(PROVIDED ENTRIES)

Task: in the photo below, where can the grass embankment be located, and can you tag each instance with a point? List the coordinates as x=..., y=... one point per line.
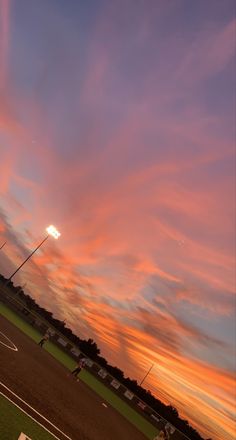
x=13, y=421
x=122, y=407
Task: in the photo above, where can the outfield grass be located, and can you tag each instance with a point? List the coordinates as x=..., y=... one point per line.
x=122, y=407
x=13, y=421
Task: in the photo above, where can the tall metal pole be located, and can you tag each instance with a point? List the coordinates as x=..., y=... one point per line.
x=146, y=374
x=9, y=279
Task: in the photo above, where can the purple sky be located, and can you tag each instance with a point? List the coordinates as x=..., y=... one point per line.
x=117, y=125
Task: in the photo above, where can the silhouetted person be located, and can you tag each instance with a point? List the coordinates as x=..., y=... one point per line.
x=81, y=364
x=44, y=339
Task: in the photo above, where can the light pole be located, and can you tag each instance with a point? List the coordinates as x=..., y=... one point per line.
x=146, y=374
x=52, y=231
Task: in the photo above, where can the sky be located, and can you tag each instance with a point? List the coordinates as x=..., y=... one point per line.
x=117, y=126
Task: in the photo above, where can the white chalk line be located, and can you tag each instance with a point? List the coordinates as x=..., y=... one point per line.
x=38, y=423
x=40, y=415
x=14, y=348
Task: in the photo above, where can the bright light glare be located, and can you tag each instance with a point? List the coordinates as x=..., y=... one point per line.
x=51, y=230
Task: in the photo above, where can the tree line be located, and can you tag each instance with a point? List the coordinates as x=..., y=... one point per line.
x=90, y=349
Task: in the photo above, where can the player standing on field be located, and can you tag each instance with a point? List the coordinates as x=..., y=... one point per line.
x=81, y=364
x=44, y=339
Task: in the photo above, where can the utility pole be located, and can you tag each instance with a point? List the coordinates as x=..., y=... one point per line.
x=146, y=374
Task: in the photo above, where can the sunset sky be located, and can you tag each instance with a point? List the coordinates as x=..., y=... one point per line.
x=117, y=125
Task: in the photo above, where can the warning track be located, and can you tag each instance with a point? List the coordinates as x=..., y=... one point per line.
x=37, y=383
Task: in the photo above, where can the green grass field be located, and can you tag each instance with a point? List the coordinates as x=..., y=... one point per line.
x=111, y=398
x=13, y=421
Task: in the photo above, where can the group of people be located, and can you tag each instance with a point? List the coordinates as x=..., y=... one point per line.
x=163, y=435
x=81, y=364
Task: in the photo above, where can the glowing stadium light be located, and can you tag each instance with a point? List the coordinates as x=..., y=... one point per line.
x=51, y=230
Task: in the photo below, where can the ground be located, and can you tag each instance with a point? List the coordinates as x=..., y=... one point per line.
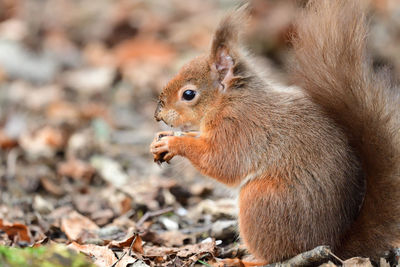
x=78, y=87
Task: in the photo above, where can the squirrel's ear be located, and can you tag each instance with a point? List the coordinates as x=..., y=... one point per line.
x=225, y=44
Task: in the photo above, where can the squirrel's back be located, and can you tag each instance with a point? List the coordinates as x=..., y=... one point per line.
x=333, y=68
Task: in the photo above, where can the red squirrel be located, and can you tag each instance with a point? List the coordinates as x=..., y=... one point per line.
x=315, y=164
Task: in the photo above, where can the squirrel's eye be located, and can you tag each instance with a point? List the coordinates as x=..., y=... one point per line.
x=188, y=95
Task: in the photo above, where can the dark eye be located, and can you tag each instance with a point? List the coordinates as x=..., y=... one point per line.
x=188, y=95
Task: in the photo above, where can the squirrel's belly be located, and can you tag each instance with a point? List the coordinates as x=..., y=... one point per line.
x=272, y=225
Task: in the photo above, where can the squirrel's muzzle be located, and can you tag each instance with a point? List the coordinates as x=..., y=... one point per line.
x=157, y=112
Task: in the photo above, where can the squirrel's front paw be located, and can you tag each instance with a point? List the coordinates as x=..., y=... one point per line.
x=160, y=147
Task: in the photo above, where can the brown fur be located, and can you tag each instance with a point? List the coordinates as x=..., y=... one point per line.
x=334, y=69
x=299, y=157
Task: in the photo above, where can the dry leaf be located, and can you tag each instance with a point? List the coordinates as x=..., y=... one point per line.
x=75, y=224
x=76, y=169
x=7, y=142
x=101, y=255
x=137, y=49
x=16, y=230
x=126, y=243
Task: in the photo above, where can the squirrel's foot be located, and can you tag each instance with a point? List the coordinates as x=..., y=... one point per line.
x=160, y=147
x=237, y=263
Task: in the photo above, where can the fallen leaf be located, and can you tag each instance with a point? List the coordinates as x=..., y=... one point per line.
x=7, y=142
x=75, y=224
x=110, y=170
x=16, y=230
x=137, y=49
x=127, y=243
x=63, y=111
x=44, y=142
x=101, y=255
x=76, y=169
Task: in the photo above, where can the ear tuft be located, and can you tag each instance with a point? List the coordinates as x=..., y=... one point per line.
x=229, y=30
x=225, y=43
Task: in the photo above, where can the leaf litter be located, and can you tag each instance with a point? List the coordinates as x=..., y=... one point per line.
x=78, y=87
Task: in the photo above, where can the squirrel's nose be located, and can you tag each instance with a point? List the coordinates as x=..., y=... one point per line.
x=157, y=112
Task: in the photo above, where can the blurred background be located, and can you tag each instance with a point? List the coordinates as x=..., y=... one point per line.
x=79, y=80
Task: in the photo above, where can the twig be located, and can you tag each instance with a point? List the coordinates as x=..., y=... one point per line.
x=150, y=214
x=131, y=246
x=118, y=260
x=306, y=258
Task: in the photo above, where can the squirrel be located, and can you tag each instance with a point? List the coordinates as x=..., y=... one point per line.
x=317, y=163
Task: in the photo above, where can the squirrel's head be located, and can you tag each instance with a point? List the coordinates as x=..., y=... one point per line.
x=201, y=83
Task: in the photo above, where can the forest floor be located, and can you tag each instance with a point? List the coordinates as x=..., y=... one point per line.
x=78, y=87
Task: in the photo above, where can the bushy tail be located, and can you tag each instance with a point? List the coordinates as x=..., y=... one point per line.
x=332, y=66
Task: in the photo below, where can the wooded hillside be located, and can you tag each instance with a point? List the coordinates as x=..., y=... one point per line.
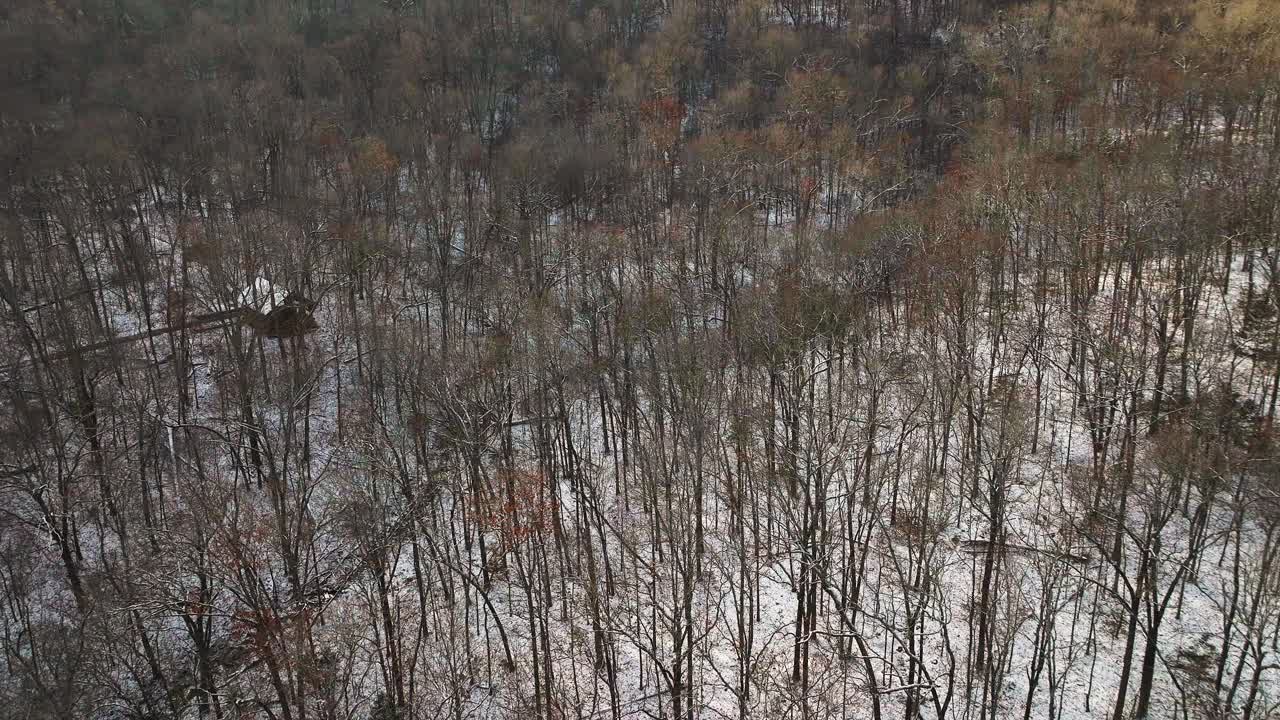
x=613, y=359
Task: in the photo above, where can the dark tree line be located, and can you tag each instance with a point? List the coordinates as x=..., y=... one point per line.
x=612, y=359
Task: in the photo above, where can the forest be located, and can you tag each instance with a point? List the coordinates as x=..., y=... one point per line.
x=618, y=359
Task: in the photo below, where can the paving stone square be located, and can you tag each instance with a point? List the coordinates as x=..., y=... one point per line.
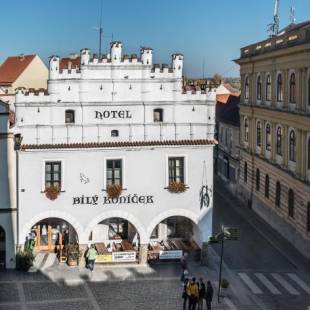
x=63, y=305
x=50, y=291
x=8, y=292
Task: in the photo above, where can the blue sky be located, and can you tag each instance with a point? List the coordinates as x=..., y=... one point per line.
x=205, y=31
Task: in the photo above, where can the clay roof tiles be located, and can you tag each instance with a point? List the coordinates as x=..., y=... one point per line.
x=13, y=67
x=116, y=144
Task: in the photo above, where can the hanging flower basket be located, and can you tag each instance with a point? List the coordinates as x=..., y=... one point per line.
x=114, y=190
x=52, y=192
x=176, y=187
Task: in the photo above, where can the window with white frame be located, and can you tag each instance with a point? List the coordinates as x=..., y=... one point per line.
x=268, y=137
x=259, y=88
x=268, y=88
x=246, y=130
x=279, y=141
x=292, y=88
x=246, y=88
x=292, y=146
x=114, y=172
x=279, y=88
x=259, y=134
x=53, y=174
x=176, y=169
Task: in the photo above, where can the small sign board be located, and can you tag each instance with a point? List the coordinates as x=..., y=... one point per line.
x=175, y=254
x=104, y=258
x=122, y=257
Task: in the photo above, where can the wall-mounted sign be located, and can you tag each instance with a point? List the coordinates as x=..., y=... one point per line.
x=104, y=258
x=176, y=254
x=129, y=199
x=113, y=114
x=122, y=257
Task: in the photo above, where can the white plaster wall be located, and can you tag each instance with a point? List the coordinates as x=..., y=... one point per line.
x=145, y=172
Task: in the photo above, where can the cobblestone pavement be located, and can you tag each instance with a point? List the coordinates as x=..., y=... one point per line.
x=107, y=288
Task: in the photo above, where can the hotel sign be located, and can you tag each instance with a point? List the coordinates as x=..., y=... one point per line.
x=128, y=199
x=110, y=114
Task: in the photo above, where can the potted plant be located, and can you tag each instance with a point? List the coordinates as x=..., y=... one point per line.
x=224, y=286
x=176, y=187
x=114, y=190
x=52, y=192
x=73, y=254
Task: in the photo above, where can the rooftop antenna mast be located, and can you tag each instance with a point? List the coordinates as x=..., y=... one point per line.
x=292, y=15
x=100, y=30
x=273, y=28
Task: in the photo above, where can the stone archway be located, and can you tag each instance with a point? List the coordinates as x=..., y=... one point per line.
x=117, y=214
x=171, y=213
x=51, y=214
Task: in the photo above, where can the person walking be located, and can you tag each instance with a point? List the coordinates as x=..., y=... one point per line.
x=91, y=256
x=209, y=295
x=202, y=293
x=184, y=294
x=193, y=294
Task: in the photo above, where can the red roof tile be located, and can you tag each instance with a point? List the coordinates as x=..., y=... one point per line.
x=13, y=67
x=65, y=63
x=117, y=144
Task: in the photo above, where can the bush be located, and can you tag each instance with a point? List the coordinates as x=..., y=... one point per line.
x=24, y=260
x=224, y=283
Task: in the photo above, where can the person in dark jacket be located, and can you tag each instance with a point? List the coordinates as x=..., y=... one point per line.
x=209, y=295
x=202, y=293
x=184, y=294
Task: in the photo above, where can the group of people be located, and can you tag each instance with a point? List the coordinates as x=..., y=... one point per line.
x=195, y=292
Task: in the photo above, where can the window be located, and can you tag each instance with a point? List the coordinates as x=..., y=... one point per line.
x=278, y=194
x=292, y=143
x=279, y=88
x=70, y=119
x=114, y=172
x=268, y=88
x=53, y=174
x=246, y=88
x=158, y=115
x=155, y=232
x=245, y=172
x=268, y=137
x=118, y=228
x=309, y=90
x=246, y=130
x=291, y=203
x=259, y=133
x=259, y=88
x=308, y=153
x=292, y=88
x=308, y=217
x=257, y=179
x=267, y=186
x=279, y=141
x=114, y=133
x=176, y=169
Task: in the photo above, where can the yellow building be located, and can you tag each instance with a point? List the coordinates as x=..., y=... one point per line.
x=275, y=132
x=27, y=71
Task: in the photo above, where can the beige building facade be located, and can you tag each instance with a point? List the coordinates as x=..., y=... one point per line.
x=275, y=132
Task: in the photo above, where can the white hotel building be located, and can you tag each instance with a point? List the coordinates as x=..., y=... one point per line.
x=114, y=120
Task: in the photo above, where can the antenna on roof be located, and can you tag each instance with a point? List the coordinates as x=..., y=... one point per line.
x=273, y=28
x=100, y=30
x=292, y=15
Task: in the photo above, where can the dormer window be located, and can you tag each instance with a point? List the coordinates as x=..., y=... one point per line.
x=114, y=133
x=70, y=117
x=158, y=115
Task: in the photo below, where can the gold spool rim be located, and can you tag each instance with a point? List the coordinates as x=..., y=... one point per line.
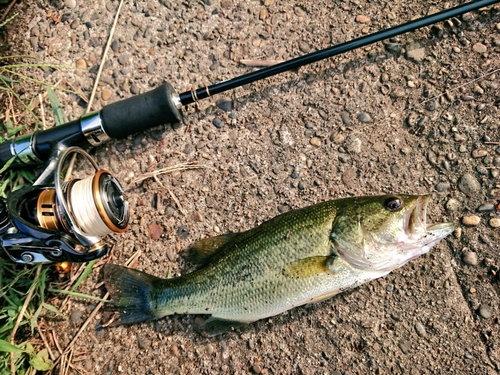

(End PROVIDED ENTRIES)

**WORK REQUEST:** From the line containing "Task: in the photo above, where can the white hotel" down to the last line of the entries above, copy each line exactly and nothing more. Leave pictures out.

**TASK ANSWER:**
Task: in the photo above, where can the white hotel building be located, and can you tag each instance with a point? List the coordinates as x=..., y=... one point per line.
x=114, y=120
Task: in the photo above, where can the antenna on roof be located, and can you tag each instance with a point? List the coordinates as x=..., y=... one point per line.
x=273, y=28
x=100, y=30
x=292, y=15
Task: in the photo above, where can the dormer window be located, and can you tag each instance with a point? List the coordinates as x=..., y=... one point per line.
x=114, y=133
x=70, y=117
x=158, y=115
Task: in the photo below, where can the gold spool rim be located, and can you tag each instance with a point? List the coordinates as x=..., y=... one point per line.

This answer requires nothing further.